What is Coumarin?
The coumarin (benzopyran-2-one, or chromen-2-one) ring system present in natural products such as toka beans warfarin and cloverleaf, displays interesting pharmacological properties. The parent molecule was first isolated by Vogel from tonka beans.
The coumarin ring can be looked upon as arising out of a fusion of a pyrone ring with a benzene molecule. The derivatives of coumarin usually occur as secondary metabolites present in seeds, roots and leaves of many plants species. As for physical properties, coumarin is a white crystalline, volatile compound. It smells like vanilla and has a melting point of 341-344K.
Synthesis of Coumarin
The Pschorr coumarin synthesis involves the reaction of phenols with beta-keto esters in the presence of a condensing agent. The history of coumarin’s synthesis began in the mid 19th century by W.H. Perkin in his famous first synthesis of a vegetable perfume.
Coumarin is prepared by treating the sodium salt of ortho-hydroxybenzqaldehyde with acetic anhydride. It involves other methods which have been developed by Pechmann Claisen, Knoevenagal, Reformatsky reaction and Wittig for the synthesis of pyrone-ring moieties in coumarins.
Coumarin Synthesis Mechanism
- Besides their biological activities, coumarins have interesting optical properties.
- Due to their inherent physicochemical and photophysical characteristics, such as resonance stability, usually good water solubility and relative ease of synthesis.
- Coumarin derivatives have been extensively investigated for electronic and photonic applications such as charge-transfer complexes, laser dyes, fluorescent whiteners, solar energy collectors, non-linear optical materials and so on.
In fact, coumarins are well known as the largest class of laser dyes in the “blue-green” region, and the fluorescence of coumarin changes drastically with electronic characteristics and regiochemical positions of their substituents.

▶ _Source information_
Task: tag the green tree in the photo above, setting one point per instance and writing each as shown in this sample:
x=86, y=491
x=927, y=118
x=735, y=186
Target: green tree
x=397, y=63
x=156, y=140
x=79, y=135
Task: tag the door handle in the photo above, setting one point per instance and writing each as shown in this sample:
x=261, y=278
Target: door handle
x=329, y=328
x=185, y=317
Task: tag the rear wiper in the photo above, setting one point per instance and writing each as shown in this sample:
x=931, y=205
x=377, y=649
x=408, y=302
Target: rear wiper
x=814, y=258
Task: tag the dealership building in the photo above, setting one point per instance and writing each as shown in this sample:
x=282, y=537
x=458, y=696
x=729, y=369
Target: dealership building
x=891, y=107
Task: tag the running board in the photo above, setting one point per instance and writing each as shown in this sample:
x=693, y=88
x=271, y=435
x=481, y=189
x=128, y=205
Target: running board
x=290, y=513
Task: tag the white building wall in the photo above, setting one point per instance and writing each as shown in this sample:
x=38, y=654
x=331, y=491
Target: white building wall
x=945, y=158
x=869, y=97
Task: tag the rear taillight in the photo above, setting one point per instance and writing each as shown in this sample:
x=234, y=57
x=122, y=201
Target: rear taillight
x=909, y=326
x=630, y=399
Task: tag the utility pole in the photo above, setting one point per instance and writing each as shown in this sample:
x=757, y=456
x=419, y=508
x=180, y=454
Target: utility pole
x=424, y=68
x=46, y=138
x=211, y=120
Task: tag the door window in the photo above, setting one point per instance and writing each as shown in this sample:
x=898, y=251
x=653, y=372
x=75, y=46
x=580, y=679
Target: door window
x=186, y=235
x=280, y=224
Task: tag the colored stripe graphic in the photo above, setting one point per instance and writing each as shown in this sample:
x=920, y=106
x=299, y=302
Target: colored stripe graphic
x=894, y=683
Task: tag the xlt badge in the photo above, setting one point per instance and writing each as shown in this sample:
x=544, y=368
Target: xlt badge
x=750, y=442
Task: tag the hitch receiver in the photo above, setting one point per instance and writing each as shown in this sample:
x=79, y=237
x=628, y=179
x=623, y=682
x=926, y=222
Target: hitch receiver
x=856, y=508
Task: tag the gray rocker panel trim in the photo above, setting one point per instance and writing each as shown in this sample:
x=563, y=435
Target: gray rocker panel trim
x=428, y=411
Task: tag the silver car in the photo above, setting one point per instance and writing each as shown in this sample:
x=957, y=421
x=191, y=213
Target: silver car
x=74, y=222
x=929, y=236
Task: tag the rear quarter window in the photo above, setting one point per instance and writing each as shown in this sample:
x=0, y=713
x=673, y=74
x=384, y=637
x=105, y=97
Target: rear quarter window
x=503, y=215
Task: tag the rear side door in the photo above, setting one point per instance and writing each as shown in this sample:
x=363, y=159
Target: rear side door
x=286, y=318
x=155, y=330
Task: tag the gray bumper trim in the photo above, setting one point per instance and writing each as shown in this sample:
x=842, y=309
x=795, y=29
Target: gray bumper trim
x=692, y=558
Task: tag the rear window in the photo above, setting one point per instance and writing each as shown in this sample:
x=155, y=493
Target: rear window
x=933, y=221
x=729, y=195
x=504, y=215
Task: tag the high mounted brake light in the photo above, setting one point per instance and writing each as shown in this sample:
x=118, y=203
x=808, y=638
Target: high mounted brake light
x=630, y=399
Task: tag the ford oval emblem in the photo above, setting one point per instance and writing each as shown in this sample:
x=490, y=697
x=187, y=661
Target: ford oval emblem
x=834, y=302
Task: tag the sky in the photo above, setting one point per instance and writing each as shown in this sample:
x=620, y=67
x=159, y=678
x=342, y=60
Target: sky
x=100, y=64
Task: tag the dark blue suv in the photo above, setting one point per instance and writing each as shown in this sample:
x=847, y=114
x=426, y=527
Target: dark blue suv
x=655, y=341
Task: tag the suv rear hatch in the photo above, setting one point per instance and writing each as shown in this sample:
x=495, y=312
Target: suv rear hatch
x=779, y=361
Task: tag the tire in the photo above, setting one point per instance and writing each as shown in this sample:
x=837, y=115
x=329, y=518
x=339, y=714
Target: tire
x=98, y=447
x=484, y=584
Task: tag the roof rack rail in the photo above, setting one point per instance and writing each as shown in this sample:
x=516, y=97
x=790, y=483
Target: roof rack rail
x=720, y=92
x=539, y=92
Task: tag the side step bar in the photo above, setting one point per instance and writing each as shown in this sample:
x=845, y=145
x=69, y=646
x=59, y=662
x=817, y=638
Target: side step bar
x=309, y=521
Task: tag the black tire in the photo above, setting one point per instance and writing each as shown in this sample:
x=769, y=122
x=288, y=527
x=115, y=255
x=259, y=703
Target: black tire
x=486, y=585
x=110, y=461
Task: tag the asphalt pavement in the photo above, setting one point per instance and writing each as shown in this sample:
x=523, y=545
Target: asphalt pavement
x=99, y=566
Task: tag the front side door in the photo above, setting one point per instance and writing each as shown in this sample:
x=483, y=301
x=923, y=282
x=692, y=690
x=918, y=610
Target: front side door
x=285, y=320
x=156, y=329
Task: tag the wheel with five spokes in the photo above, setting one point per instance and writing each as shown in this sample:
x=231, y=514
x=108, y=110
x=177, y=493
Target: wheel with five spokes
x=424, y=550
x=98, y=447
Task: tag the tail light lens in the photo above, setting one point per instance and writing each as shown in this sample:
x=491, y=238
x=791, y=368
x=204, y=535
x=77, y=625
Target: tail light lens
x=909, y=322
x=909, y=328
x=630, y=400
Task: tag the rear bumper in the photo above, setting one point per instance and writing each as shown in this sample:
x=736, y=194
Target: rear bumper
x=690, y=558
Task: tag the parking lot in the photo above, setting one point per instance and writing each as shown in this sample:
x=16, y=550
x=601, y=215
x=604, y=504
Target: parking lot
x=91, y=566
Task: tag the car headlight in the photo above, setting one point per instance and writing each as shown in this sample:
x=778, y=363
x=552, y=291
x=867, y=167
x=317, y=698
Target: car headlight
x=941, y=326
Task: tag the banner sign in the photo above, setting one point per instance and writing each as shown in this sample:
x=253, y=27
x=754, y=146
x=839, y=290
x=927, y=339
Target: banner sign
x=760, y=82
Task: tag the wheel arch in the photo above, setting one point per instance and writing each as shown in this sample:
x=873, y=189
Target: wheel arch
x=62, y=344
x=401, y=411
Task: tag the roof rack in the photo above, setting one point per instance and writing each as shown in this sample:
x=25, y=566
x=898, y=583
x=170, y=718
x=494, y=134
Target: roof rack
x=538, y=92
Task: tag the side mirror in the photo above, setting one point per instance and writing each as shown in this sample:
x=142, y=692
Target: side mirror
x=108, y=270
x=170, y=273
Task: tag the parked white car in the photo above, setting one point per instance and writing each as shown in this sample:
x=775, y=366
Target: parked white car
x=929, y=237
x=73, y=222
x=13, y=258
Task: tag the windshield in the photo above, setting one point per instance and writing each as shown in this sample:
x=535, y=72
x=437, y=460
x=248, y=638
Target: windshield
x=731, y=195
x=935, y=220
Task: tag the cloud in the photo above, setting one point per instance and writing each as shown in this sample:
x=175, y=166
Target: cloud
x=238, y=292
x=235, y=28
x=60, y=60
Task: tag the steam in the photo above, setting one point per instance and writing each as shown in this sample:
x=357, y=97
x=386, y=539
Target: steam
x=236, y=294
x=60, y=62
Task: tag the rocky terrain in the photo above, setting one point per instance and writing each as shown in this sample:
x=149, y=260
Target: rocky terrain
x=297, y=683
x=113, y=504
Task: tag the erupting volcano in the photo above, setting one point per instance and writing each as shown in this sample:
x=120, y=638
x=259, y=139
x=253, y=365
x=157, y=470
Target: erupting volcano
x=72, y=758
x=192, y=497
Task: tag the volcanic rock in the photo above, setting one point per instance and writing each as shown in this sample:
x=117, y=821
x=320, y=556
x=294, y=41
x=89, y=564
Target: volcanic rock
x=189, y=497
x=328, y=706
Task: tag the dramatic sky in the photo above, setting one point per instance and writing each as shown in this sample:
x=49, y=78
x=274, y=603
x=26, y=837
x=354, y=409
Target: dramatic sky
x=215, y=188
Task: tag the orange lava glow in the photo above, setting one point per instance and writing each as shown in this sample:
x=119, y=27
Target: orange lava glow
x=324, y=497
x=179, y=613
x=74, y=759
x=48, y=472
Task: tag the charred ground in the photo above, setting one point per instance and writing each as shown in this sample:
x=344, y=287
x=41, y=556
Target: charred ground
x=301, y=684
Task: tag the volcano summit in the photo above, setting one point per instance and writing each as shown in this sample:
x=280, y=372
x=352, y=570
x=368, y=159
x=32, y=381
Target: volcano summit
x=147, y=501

==

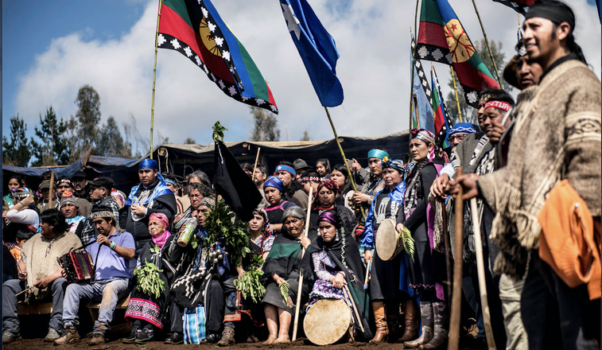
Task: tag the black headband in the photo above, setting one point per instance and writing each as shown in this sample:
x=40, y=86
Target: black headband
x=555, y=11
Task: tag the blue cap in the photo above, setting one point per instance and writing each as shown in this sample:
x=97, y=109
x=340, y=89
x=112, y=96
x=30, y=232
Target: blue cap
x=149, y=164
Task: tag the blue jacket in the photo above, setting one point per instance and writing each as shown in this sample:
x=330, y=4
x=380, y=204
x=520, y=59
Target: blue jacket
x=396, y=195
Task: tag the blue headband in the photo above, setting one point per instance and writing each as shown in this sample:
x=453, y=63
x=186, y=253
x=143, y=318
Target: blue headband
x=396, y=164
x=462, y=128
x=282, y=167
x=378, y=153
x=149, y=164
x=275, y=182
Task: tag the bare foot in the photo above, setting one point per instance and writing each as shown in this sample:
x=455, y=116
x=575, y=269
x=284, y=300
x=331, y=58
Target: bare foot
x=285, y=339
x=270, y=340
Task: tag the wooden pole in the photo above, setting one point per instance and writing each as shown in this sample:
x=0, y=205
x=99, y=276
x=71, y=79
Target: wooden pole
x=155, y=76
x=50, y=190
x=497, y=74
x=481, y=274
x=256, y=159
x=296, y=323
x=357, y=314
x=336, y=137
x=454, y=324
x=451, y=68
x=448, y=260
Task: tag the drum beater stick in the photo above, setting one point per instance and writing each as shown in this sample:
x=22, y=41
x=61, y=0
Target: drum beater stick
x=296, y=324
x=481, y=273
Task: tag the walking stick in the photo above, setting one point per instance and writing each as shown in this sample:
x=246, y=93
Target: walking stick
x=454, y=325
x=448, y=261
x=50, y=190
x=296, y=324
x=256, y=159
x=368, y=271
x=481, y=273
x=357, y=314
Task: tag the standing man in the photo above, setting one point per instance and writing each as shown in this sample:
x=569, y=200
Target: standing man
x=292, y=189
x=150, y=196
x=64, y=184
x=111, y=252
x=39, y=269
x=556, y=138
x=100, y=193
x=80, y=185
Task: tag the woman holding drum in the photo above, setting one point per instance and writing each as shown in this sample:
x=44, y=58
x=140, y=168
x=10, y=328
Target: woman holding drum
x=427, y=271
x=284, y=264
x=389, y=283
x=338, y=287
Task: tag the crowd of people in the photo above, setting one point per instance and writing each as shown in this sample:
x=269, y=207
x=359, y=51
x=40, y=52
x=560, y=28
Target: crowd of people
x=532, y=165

* * *

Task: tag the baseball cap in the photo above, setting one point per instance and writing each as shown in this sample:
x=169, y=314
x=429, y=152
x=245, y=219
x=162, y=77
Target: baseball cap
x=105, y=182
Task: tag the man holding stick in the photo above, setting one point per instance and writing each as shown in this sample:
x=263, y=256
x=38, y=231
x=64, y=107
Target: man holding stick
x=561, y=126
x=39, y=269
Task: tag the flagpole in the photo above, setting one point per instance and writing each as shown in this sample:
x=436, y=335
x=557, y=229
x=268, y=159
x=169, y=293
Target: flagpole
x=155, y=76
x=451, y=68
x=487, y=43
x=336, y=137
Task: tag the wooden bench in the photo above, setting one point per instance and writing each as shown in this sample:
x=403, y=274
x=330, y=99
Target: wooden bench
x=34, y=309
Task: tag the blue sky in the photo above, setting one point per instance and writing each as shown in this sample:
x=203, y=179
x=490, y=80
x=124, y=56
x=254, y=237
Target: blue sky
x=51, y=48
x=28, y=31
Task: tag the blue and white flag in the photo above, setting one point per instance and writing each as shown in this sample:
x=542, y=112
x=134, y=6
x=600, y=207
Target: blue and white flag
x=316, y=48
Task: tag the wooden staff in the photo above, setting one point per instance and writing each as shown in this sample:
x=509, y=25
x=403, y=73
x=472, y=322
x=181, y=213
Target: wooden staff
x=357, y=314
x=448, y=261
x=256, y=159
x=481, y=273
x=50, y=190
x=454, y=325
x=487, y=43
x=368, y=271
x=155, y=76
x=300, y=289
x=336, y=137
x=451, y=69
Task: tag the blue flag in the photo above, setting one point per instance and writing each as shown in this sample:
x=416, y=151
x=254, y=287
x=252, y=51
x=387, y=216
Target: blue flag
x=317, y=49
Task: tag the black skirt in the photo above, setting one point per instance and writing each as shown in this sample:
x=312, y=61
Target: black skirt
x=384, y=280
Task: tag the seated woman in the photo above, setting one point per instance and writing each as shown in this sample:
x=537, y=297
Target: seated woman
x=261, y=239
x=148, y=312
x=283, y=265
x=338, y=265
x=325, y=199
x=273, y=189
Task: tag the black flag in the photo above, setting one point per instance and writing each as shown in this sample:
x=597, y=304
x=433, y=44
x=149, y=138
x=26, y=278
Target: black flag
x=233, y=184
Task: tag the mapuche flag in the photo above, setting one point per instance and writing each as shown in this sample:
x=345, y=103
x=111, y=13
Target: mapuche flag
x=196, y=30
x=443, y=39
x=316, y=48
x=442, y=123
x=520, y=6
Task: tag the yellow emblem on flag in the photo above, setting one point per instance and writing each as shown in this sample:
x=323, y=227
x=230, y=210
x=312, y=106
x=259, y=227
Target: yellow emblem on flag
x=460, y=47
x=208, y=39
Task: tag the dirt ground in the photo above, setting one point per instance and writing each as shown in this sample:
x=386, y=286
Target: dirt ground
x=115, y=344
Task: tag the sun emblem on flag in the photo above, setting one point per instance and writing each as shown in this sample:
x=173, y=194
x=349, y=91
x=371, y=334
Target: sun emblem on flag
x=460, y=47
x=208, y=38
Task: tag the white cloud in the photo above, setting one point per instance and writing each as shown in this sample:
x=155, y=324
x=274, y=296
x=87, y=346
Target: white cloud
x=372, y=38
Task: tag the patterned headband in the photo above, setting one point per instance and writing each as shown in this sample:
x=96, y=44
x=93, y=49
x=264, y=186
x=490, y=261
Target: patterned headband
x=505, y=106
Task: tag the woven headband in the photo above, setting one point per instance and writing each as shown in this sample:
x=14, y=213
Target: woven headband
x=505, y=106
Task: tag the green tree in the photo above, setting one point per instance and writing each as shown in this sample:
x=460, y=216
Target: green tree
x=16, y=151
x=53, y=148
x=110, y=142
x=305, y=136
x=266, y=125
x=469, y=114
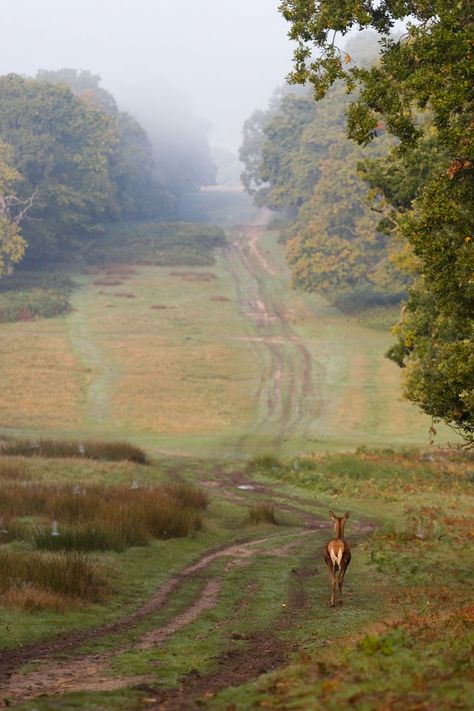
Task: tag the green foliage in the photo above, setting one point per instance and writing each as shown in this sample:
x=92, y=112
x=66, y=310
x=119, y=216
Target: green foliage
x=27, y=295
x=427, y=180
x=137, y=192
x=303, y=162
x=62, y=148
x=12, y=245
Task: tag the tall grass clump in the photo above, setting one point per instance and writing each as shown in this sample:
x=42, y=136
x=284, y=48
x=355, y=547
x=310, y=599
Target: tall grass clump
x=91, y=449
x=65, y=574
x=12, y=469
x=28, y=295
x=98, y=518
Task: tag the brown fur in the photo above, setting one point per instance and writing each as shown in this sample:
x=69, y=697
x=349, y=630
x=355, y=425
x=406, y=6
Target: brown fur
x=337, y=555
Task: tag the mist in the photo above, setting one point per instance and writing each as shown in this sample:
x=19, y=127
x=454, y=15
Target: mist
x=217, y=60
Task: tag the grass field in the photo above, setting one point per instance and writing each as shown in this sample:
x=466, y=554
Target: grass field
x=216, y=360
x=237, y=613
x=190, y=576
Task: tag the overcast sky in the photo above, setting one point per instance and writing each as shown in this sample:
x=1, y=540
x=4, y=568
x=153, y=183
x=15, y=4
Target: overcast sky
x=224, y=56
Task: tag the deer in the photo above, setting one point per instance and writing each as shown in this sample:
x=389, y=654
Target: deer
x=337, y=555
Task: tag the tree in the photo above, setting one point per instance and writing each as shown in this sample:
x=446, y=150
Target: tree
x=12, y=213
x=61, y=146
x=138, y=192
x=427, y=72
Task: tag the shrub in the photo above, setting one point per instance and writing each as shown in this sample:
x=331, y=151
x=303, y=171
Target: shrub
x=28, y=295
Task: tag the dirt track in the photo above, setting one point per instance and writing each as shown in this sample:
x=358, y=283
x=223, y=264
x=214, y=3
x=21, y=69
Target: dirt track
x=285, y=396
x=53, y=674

▶ _Questions_
1. Answer these from the coumarin passage:
(a) Who first isolated the parent molecule, and from what source?
(b) What melting point is given for coumarin?
(c) In which region are coumarins described as the largest class of laser dyes?
2. Reproduce the coumarin passage word for word from "- Due to their" to "materials and so on.".
Work only from the coumarin passage and disregard the entries when answering.

▶ _Answers for this exercise_
1.
(a) Vogel isolated it from tonka beans.
(b) 341-344K.
(c) The "blue-green" region.

2.
- Due to their inherent physicochemical and photophysical characteristics, such as resonance stability, usually good water solubility and relative ease of synthesis.
- Coumarin derivatives have been extensively investigated for electronic and photonic applications such as charge-transfer complexes, laser dyes, fluorescent whiteners, solar energy collectors, non-linear optical materials and so on.